Task inputs

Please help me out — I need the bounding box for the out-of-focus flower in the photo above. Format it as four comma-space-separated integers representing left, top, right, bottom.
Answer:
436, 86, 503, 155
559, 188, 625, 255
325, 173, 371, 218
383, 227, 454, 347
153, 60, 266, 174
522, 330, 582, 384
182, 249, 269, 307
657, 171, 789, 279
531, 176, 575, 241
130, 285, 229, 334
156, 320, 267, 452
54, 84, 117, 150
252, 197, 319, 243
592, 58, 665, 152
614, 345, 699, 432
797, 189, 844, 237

Problem to work on
Copy each entry above exactly, character for character.

Task solution
Please help me out — I need the bounding box for the out-of-focus flower in the photo above. Format it as four comma-space-separated integers representing left, top, right, bottom.
Answer:
436, 86, 503, 155
559, 188, 625, 255
325, 173, 371, 218
383, 227, 454, 347
153, 60, 266, 174
522, 330, 582, 384
182, 249, 269, 307
657, 171, 789, 279
531, 176, 575, 241
130, 285, 229, 334
156, 320, 267, 452
54, 84, 117, 150
252, 197, 319, 243
592, 58, 665, 152
614, 345, 699, 432
797, 189, 844, 237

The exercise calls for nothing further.